-------- Records provided

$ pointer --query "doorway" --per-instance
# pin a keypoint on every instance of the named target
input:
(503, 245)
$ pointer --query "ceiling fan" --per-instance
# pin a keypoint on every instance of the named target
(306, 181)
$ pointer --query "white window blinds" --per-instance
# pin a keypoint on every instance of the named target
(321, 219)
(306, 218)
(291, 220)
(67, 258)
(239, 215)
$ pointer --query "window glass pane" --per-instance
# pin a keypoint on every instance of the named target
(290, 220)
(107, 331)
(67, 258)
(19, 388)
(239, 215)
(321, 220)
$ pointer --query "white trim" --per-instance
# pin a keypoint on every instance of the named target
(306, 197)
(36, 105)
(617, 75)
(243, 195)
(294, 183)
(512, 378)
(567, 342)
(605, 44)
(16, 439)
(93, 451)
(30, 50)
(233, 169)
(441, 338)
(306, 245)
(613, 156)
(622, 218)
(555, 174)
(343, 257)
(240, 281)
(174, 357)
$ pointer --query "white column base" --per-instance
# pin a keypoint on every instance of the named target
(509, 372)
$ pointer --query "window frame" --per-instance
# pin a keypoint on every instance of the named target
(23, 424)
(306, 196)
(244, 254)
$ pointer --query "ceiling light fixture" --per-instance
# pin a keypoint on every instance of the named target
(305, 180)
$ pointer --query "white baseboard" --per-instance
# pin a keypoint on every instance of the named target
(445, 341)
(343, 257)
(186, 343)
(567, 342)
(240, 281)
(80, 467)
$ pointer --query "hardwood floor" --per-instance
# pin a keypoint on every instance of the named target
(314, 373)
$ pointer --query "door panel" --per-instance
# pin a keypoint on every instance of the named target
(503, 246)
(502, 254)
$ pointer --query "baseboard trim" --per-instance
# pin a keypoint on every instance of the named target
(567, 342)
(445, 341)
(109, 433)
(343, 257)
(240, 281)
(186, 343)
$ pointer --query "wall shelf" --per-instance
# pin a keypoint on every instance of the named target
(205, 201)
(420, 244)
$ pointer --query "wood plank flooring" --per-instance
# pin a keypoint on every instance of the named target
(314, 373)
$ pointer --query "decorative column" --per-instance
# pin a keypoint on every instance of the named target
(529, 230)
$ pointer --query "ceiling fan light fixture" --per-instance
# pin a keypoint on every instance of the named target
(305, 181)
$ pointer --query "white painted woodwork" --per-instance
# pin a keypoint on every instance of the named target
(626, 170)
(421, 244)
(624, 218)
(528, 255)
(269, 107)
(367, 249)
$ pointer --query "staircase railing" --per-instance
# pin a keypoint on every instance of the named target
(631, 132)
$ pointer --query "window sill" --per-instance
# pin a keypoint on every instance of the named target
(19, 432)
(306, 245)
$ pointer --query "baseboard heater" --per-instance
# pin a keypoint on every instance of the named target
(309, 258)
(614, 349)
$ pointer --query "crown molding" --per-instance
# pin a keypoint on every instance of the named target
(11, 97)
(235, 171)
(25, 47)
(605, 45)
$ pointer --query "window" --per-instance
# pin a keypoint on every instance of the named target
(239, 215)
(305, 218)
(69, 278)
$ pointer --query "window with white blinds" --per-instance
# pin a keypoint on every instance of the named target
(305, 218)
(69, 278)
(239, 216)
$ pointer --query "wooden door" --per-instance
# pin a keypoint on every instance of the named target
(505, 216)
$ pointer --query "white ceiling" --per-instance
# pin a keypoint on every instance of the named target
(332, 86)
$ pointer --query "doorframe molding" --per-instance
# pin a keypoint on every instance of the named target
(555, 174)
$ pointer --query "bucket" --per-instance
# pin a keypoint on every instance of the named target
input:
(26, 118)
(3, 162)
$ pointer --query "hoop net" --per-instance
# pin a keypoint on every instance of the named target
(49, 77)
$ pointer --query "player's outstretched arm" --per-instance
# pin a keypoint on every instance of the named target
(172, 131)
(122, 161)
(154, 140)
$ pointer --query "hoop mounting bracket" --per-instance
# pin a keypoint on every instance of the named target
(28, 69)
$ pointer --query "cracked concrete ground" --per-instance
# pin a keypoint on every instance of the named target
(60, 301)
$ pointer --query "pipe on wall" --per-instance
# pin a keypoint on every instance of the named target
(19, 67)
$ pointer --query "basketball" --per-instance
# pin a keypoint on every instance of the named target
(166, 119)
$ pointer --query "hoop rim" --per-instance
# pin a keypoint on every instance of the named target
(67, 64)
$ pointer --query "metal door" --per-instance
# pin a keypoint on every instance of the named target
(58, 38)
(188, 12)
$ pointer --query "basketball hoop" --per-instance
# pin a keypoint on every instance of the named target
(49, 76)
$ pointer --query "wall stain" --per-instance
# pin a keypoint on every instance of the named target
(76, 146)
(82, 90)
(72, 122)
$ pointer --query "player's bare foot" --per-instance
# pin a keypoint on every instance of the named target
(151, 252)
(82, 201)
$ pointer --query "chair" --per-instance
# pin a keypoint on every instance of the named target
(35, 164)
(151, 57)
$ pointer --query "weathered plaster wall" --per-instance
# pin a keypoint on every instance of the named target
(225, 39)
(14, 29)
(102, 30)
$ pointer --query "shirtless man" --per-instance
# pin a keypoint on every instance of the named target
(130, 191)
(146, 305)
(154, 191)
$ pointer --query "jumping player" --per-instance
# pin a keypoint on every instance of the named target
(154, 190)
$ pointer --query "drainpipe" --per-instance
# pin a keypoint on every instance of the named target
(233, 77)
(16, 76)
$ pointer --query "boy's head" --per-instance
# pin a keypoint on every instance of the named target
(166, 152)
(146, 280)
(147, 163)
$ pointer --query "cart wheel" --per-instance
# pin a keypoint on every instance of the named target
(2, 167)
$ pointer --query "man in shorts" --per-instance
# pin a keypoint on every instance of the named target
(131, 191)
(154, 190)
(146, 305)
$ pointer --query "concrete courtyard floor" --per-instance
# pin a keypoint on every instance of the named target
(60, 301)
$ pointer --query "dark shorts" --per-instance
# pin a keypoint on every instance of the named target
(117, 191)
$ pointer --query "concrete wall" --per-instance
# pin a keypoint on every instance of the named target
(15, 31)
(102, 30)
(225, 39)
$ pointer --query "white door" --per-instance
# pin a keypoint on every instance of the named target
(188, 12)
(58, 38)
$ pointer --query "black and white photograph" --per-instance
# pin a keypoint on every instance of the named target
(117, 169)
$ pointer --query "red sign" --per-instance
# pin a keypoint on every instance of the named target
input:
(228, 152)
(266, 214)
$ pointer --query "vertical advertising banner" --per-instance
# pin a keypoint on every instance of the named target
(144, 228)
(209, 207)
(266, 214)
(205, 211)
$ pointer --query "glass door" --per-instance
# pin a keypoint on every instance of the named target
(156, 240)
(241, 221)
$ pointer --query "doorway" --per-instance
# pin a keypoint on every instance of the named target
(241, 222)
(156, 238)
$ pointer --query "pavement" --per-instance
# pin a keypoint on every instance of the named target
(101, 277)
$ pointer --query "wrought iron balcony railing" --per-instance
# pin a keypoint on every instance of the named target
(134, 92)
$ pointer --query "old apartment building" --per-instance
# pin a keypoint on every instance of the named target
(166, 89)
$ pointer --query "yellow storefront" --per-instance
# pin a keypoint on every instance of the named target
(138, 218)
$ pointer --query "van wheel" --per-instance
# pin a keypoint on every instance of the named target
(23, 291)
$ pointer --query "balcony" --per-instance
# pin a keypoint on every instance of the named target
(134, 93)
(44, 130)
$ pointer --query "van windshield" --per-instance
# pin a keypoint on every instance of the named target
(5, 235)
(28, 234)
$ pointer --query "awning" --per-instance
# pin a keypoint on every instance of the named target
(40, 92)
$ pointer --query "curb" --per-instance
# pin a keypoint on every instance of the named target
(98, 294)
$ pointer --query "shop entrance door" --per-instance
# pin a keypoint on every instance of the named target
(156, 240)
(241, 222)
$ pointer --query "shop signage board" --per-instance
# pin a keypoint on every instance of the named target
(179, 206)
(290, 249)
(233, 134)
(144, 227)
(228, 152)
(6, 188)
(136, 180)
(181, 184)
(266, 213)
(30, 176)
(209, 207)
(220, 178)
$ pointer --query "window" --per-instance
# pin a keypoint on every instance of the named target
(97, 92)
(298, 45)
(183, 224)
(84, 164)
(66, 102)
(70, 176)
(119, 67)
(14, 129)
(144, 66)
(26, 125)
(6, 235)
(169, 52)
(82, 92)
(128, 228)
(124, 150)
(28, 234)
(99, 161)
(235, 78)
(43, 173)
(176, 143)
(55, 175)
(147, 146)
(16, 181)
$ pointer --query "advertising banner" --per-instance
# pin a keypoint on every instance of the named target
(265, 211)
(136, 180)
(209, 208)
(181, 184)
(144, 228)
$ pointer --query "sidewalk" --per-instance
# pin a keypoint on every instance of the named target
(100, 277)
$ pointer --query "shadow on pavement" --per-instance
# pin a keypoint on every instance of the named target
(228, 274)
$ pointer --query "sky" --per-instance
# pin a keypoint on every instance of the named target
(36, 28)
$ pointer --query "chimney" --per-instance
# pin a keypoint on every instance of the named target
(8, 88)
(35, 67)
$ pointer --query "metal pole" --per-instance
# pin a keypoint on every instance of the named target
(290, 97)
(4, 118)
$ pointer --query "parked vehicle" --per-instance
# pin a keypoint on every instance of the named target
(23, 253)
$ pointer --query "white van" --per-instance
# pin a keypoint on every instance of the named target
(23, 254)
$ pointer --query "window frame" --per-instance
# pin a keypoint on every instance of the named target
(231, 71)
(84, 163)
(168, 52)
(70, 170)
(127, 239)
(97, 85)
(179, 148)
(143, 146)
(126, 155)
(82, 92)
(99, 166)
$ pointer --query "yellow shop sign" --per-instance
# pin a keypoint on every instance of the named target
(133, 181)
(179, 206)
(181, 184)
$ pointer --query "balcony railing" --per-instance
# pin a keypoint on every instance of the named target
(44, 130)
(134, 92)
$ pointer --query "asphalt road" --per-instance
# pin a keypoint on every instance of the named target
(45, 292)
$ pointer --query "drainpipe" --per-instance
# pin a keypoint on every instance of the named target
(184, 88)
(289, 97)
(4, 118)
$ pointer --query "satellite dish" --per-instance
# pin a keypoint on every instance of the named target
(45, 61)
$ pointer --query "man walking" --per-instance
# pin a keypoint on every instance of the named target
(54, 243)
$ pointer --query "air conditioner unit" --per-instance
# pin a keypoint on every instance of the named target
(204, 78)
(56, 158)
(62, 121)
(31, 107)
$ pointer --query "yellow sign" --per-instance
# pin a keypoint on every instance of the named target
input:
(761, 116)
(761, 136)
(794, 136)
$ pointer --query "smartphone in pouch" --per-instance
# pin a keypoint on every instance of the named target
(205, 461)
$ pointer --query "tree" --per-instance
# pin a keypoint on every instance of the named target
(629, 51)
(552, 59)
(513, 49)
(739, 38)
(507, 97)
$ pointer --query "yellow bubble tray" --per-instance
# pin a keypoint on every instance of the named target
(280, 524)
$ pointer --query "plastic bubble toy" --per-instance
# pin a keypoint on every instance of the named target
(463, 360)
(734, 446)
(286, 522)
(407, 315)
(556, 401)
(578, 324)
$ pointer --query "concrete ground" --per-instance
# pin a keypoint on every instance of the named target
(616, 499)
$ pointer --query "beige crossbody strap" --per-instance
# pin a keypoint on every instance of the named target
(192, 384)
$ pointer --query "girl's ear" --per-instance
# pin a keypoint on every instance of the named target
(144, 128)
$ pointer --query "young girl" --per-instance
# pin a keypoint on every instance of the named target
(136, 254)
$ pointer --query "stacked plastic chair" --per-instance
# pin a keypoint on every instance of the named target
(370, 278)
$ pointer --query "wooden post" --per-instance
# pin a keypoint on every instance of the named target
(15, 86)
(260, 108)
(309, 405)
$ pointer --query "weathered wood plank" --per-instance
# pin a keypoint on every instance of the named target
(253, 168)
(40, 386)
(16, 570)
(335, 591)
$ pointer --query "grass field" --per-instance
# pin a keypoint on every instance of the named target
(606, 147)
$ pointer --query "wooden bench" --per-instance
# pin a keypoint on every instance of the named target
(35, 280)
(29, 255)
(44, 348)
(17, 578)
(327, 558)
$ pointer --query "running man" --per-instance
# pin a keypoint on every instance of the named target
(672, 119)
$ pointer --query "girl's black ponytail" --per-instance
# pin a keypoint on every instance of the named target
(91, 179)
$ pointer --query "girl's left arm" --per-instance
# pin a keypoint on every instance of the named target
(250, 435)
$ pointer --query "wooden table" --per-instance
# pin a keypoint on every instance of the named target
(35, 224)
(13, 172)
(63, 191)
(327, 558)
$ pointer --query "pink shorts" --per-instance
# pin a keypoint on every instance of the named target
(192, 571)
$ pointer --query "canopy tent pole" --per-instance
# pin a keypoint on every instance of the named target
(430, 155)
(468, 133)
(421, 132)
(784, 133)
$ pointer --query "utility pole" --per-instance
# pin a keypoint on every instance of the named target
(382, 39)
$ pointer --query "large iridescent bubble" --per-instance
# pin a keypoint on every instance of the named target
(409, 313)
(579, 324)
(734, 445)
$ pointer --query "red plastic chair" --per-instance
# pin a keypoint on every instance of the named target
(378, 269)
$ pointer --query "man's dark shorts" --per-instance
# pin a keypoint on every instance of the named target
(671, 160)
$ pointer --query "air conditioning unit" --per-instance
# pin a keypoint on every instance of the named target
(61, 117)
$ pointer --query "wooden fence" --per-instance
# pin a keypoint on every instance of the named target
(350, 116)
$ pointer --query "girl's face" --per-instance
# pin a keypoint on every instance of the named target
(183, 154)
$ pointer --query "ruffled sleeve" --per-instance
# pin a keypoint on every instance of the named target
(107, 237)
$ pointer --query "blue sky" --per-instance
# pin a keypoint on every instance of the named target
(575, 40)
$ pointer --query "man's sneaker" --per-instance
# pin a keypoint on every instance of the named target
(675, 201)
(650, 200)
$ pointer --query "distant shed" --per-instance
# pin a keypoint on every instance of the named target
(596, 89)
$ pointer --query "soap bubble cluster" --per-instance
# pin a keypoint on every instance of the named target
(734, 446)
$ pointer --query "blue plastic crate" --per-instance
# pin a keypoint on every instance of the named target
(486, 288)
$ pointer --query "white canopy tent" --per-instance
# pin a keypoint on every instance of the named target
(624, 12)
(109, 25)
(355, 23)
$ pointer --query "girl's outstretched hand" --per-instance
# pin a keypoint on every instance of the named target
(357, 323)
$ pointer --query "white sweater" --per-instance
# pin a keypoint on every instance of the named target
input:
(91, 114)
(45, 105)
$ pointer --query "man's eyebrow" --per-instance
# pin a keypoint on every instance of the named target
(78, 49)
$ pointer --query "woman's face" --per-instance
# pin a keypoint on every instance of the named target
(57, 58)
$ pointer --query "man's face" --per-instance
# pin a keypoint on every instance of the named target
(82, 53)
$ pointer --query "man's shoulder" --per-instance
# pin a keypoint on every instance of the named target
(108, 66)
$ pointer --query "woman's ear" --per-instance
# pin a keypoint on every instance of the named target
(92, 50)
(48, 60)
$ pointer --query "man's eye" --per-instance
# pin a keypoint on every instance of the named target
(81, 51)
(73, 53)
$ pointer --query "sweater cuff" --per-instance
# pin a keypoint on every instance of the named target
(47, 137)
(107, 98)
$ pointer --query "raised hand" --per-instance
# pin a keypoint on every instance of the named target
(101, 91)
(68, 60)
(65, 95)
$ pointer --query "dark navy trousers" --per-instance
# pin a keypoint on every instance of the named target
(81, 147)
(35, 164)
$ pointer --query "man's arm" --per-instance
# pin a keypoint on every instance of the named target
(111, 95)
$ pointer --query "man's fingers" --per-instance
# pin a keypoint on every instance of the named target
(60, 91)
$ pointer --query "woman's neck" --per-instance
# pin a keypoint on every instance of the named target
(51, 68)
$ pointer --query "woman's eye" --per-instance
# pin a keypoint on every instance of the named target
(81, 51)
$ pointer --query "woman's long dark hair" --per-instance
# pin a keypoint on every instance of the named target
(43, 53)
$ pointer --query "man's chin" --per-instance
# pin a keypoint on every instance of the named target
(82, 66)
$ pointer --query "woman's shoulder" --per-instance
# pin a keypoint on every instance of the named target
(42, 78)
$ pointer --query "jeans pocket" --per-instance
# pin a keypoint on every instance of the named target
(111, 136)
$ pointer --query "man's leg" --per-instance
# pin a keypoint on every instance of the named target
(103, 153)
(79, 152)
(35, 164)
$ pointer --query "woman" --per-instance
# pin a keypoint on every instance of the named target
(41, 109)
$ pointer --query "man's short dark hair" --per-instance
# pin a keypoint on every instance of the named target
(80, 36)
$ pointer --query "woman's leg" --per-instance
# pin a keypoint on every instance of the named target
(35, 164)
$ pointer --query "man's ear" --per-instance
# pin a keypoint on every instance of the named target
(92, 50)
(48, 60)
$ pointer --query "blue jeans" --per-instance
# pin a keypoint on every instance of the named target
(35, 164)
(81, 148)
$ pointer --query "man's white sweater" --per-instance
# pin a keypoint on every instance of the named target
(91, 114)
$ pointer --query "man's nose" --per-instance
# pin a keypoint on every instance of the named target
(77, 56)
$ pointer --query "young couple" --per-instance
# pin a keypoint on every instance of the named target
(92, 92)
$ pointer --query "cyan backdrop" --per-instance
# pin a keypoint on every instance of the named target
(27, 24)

----------------

Short problem:
Count the lines in the entries above that contain the string "chair", and reply with the number alone.

Result of this task:
3